**Directions**. Extract each line of the material below that contains the word "gray", and reproduce every such line in full.

**Supplied records**.

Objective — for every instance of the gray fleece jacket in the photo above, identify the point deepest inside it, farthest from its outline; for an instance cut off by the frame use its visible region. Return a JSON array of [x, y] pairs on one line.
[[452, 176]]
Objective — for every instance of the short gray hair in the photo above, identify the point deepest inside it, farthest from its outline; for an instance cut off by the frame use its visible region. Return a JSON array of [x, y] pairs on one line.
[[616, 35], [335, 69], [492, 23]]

--

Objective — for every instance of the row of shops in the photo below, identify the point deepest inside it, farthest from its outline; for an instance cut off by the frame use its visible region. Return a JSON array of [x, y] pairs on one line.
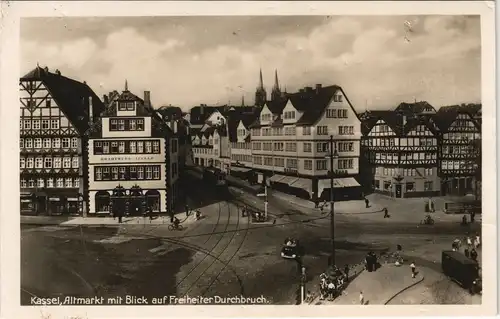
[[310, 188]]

---

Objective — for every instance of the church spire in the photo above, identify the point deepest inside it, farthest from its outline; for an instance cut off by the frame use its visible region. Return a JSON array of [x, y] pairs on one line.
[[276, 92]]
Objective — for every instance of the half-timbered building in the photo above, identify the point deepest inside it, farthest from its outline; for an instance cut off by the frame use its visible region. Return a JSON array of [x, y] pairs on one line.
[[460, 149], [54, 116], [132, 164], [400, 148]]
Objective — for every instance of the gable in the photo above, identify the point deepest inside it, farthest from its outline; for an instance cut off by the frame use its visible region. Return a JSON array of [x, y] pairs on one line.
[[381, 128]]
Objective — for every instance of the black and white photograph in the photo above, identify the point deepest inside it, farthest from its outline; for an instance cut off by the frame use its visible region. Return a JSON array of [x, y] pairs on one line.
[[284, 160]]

**Complete response**.
Objective — for every instance of the gray fleece jacket in the photo above, identify the point deepest inside it, farthest from its outline; for an instance cut off by the frame use its visible region. Return a JSON array of [x, y] pairs on one line.
Objective — for every instance of the short gray hair in the photo above, identify the point deepest inside it, farthest from its outline; for an instance cut off by the frame use its visible region. Return a JSON array of [x, y] pairs on one line.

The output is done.